» **Problem description**
The data below should be restated word for word, with every picture omitted.

» **The data**
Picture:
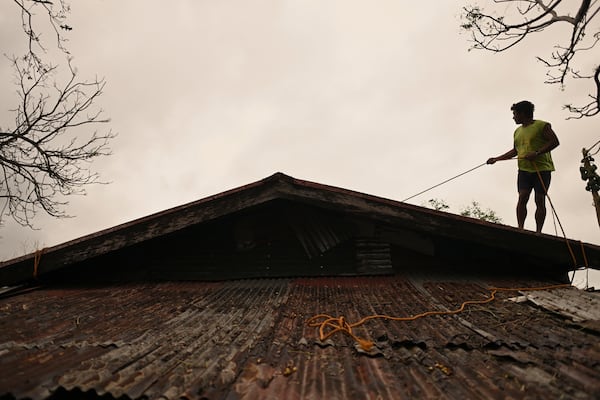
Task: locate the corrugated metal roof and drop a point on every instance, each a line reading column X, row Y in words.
column 249, row 340
column 417, row 228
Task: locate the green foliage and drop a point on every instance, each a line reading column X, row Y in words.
column 473, row 210
column 588, row 173
column 437, row 204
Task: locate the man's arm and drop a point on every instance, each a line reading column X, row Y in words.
column 551, row 143
column 506, row 156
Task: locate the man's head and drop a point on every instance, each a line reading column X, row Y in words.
column 522, row 111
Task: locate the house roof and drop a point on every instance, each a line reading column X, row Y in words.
column 249, row 339
column 155, row 309
column 417, row 225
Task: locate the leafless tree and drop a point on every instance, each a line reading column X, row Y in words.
column 46, row 150
column 521, row 18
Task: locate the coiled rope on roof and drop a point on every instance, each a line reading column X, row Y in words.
column 340, row 324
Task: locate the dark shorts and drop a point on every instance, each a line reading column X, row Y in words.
column 526, row 181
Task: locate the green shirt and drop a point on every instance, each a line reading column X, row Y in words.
column 529, row 139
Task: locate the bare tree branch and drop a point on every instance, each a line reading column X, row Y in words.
column 494, row 33
column 47, row 152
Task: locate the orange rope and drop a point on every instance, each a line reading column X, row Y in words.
column 36, row 262
column 340, row 324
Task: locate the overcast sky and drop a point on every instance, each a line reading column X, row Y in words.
column 382, row 97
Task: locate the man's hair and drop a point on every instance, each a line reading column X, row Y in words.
column 524, row 107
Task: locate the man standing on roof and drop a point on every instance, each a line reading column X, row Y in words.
column 533, row 141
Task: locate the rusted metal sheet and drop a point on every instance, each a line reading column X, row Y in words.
column 249, row 340
column 419, row 229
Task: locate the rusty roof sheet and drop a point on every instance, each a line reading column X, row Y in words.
column 547, row 250
column 249, row 339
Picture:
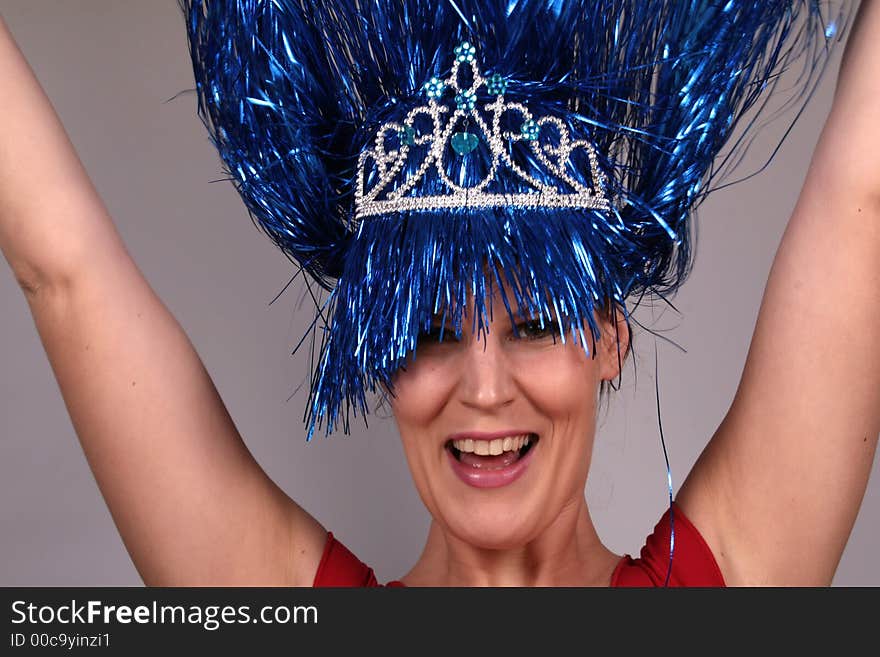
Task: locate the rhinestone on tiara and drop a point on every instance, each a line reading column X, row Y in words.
column 381, row 198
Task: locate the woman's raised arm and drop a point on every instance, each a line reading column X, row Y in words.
column 189, row 500
column 778, row 488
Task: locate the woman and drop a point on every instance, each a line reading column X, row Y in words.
column 759, row 491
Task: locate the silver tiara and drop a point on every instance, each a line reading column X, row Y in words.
column 381, row 198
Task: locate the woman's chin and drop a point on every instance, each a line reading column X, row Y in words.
column 490, row 530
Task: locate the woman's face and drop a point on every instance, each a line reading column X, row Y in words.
column 498, row 429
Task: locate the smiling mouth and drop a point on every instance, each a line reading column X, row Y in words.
column 492, row 454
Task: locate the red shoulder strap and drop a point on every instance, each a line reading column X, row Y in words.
column 692, row 561
column 339, row 567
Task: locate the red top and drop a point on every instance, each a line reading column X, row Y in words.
column 692, row 561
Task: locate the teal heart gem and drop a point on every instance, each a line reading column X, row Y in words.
column 464, row 142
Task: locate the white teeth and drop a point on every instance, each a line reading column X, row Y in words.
column 493, row 447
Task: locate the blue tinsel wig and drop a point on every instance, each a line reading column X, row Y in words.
column 666, row 91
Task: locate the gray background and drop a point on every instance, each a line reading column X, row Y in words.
column 109, row 67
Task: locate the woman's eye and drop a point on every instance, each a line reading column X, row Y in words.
column 534, row 331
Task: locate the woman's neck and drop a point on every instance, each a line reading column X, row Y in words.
column 567, row 553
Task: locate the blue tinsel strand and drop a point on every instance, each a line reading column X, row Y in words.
column 669, row 92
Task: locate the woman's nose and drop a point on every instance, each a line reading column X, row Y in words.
column 486, row 378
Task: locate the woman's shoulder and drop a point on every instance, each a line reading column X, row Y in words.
column 339, row 567
column 674, row 539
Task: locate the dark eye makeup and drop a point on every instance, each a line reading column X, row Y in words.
column 528, row 330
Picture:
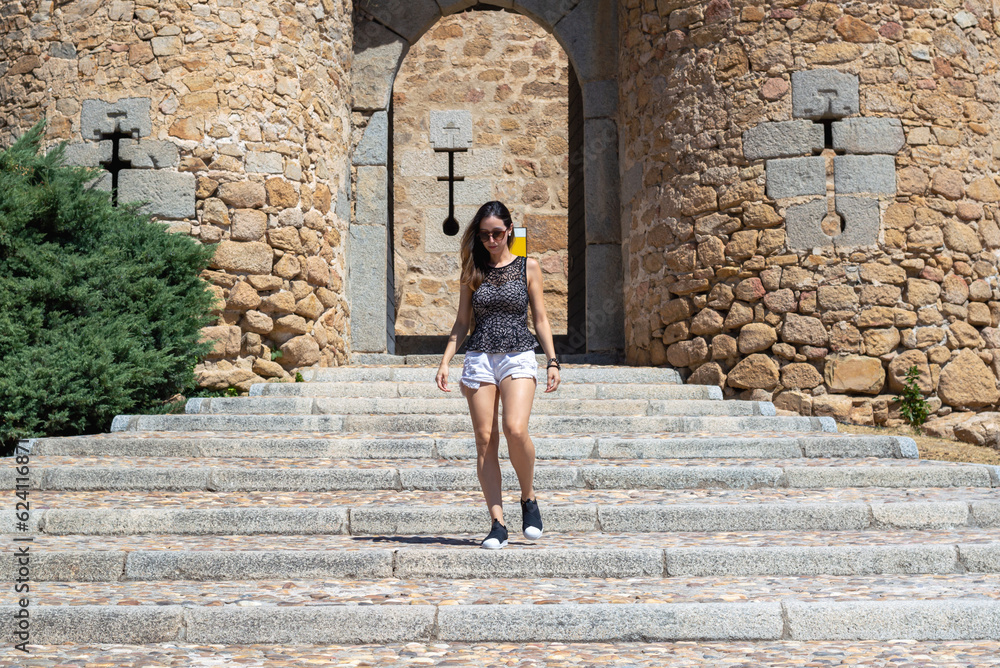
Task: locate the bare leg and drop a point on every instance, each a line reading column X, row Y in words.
column 517, row 395
column 483, row 410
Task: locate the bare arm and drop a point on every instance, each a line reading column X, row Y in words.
column 541, row 319
column 458, row 333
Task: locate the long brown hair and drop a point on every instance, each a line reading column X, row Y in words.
column 475, row 256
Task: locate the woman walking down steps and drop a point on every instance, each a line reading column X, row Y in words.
column 500, row 366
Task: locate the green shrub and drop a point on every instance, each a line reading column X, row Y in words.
column 912, row 405
column 100, row 310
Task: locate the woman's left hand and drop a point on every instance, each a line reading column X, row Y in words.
column 553, row 379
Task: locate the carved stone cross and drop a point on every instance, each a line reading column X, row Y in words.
column 822, row 138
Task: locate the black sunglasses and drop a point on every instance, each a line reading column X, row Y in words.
column 495, row 235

» **Reply to the exercise**
Picture:
Task: locate the corrugated metal roof and drop a point on every instance, each a line reading column X, row Y in words.
column 249, row 340
column 417, row 228
Task: locate the green foliage and drop a point on every instance, each a line reading column X, row Y in words.
column 473, row 210
column 588, row 173
column 437, row 204
Task: locate the man's arm and drop a point on every instance, each a line reading column X, row Y in words.
column 551, row 143
column 506, row 156
Task: locate the man's head and drop a point on every instance, each a line reading column X, row Y in words.
column 522, row 111
Task: locate the house roof and drop a point on every instance, each a line reading column X, row Y in words.
column 249, row 339
column 155, row 309
column 417, row 225
Task: locate the leafless tree and drop a point on every instance, each a line reading column X, row Y in words.
column 46, row 150
column 521, row 18
Task: locate the coiled rope on roof and drop a point on every instance, each a line reading column X, row Y in words.
column 340, row 324
Task: locate the dark shorts and drop a point on every instance, each a line reading column X, row Y in words.
column 526, row 181
Task: locate the green shirt and drop a point on every instance, each a line reading column X, row Y in words.
column 529, row 139
Task: locate the bare tree branch and drop a point on every instance, each a line reading column X, row Y in words.
column 494, row 33
column 47, row 152
Task: locate the orange rope and drop a point on every instance, each a line reading column X, row Y in words.
column 36, row 262
column 340, row 324
Task: locate the overcast sky and drop a point on every instance, each a line reading column X, row Y in words.
column 382, row 97
Task: locate the man's hair and drop a point on every instance, each a line reading column X, row Y in words.
column 524, row 107
Task: locate the man standing on roof and drop a point on every instance, each a line reading column X, row Y in words.
column 533, row 141
Task: locate the rusted metal sheet and drop a point on every instance, each a line reading column X, row Y in words.
column 249, row 340
column 419, row 229
Task: locate the rusty roof sheet and drop a point on every instance, each a line reading column X, row Y in words.
column 547, row 250
column 249, row 339
Picture:
Task: locate the rhinestone on tiara and drop a point on every instance, each a line reading column X, row Y in words.
column 381, row 198
Task: locate the woman's raised arm and drop a point on every instance, each a line reading column X, row Y in words.
column 189, row 500
column 778, row 488
Task: locate the woman and drop a point on every instance, each a line reading column X, row Y in words.
column 759, row 491
Task: locate the silver tiara and drop a point on every instance, each a line reading column X, row Y in words.
column 381, row 198
Task: locate the woman's chin and drop a point on every instance, each a line reading column X, row Y in words.
column 490, row 530
Task: locate the woman's face and drop a point on every instance, each a line reading column X, row Y in words.
column 498, row 429
Task: locate the smiling mouth and drop a point on every instance, each a line reading column X, row Y in words.
column 492, row 454
Task: locate the red shoulder strap and drop a point on every instance, each a line reading column X, row Y in words.
column 692, row 561
column 339, row 567
Task: locate the red top and drop a point on every instance, each a line reading column X, row Y in words.
column 692, row 561
Task: locate the teal heart gem and drop a point on every instance, each a line reading column X, row Y in words.
column 464, row 142
Task: locate the white teeth and drop a point on every instance, each a line reading column X, row Y in words.
column 493, row 447
Task: locate the blue tinsel wig and drop a point on every instance, each a line reading column X, row Y in words.
column 666, row 91
Task: locate the gray background and drop a point on every instance, each a line reading column X, row Y in words.
column 109, row 67
Task: locate the woman's eye and drop a point on every instance, each a line reading column X, row Y in words.
column 534, row 331
Task: locate the woman's neck and drop a point on every instance, each a line reading column X, row Y in words.
column 567, row 553
Task: locate the blue tinsel strand and drop a point on every instance, each a line reading column X, row Y in words.
column 669, row 92
Task: locate the woman's nose and drop a point on every instance, each a line reading column X, row Y in words.
column 486, row 378
Task: locate the woman's shoulder and drop a point on every instance, each a line reading column X, row Y in words.
column 339, row 567
column 674, row 539
Task: locate the dark eye makeup and drop a point on every instance, each a line reading column X, row Y in words.
column 528, row 330
Picture:
Task: locate the bare leg and drop a point on every instance, each a line reading column X, row Y in words.
column 517, row 395
column 483, row 410
Task: locate the bare arm and drop a point on every instance, each a line reading column X, row Y in words.
column 541, row 319
column 458, row 333
Task: locate the long brown hair and drop a point on every instance, each a line reading column X, row Y in words.
column 475, row 256
Task: locate the woman walking down steps and drop a point on every instance, each a line reading column X, row Y in words.
column 500, row 366
Task: locate the green shrub and drop a point on every instance, each a line reading column X, row Y in words.
column 912, row 405
column 100, row 310
Task: locate the woman's left hand and drop a point on every instance, each a line reading column X, row Y in words.
column 553, row 379
Task: locate the carved stone cross and drop a point on every instance, each a line reading column X, row Y in words.
column 822, row 138
Task: locate the black sunglasses and drop a point on every instance, each a line reading column X, row Y in words.
column 495, row 235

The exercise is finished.